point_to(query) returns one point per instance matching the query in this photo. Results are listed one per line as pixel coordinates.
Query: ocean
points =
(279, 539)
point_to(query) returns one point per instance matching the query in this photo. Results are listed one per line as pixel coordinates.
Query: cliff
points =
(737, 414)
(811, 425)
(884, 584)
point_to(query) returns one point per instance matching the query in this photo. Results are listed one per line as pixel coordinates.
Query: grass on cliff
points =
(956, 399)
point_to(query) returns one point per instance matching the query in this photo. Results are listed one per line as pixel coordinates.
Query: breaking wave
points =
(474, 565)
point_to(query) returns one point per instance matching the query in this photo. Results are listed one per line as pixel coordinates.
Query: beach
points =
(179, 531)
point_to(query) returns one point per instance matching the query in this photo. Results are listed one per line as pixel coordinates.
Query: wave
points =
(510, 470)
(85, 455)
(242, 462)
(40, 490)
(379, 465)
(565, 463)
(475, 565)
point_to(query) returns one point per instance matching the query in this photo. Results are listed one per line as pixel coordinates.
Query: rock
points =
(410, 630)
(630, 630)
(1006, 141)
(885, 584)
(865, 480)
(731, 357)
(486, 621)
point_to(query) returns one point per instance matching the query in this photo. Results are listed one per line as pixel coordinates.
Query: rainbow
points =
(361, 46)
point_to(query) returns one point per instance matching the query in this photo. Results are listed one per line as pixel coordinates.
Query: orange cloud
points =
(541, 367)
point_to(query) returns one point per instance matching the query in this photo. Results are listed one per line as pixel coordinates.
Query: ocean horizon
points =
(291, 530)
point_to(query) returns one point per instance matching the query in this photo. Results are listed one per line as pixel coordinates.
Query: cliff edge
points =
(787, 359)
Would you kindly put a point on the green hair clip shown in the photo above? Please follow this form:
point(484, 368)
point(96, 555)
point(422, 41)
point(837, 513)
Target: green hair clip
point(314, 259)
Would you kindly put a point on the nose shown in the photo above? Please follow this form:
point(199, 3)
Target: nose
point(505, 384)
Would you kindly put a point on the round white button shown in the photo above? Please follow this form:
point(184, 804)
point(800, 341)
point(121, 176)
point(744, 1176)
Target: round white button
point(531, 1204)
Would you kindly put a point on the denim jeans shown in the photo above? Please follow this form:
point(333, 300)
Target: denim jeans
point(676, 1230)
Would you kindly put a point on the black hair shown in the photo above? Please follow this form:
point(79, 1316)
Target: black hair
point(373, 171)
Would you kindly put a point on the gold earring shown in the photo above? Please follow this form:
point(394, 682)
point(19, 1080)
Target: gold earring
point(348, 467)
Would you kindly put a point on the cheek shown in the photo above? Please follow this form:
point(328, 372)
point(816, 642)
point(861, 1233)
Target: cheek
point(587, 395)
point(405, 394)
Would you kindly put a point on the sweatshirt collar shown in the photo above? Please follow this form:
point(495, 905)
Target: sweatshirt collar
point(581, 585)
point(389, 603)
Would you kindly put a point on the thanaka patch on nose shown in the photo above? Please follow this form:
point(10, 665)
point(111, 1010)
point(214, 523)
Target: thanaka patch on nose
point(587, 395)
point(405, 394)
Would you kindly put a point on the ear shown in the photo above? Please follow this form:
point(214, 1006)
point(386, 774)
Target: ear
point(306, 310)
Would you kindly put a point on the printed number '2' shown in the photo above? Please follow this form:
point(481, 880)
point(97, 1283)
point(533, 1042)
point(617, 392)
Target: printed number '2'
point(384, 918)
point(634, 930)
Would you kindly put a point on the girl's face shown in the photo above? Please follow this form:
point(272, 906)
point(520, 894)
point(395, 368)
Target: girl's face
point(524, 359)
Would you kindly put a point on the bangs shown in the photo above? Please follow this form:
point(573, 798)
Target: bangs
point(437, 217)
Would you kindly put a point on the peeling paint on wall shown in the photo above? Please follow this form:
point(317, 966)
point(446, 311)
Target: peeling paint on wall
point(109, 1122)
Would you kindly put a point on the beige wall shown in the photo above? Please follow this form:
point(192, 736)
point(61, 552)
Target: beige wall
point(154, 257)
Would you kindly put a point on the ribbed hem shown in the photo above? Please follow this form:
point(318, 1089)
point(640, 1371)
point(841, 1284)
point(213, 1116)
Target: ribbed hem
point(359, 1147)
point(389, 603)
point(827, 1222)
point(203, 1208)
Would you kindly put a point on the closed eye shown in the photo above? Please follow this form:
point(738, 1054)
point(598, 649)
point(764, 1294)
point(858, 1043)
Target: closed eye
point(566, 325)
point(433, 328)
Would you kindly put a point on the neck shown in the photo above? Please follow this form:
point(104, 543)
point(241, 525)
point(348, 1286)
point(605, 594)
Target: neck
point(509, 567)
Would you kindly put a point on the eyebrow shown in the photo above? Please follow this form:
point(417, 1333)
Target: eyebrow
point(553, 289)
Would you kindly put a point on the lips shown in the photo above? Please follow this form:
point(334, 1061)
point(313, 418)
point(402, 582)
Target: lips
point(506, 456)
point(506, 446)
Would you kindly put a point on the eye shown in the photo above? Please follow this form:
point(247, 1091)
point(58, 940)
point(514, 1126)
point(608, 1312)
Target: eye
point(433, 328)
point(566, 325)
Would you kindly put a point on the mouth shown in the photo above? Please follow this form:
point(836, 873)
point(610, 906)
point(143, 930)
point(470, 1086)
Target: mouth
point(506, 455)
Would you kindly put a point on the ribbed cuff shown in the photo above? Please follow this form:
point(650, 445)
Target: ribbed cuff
=-=-=-=-=
## Stated goal:
Turn the records from the line that has "Would you kindly put a point on the printed" through the line that has "point(634, 930)" into a numbered list, leaving out any blank lines. Start at the "Would you kindly put a point on the printed" line and end after the "point(634, 930)" line, including both.

## Task answer:
1. Would you kindly put a point on the printed number '2' shown in the photo above? Please follow this form:
2. point(481, 880)
3. point(97, 1283)
4. point(533, 1042)
5. point(617, 392)
6. Target: printed number '2'
7. point(384, 918)
8. point(634, 930)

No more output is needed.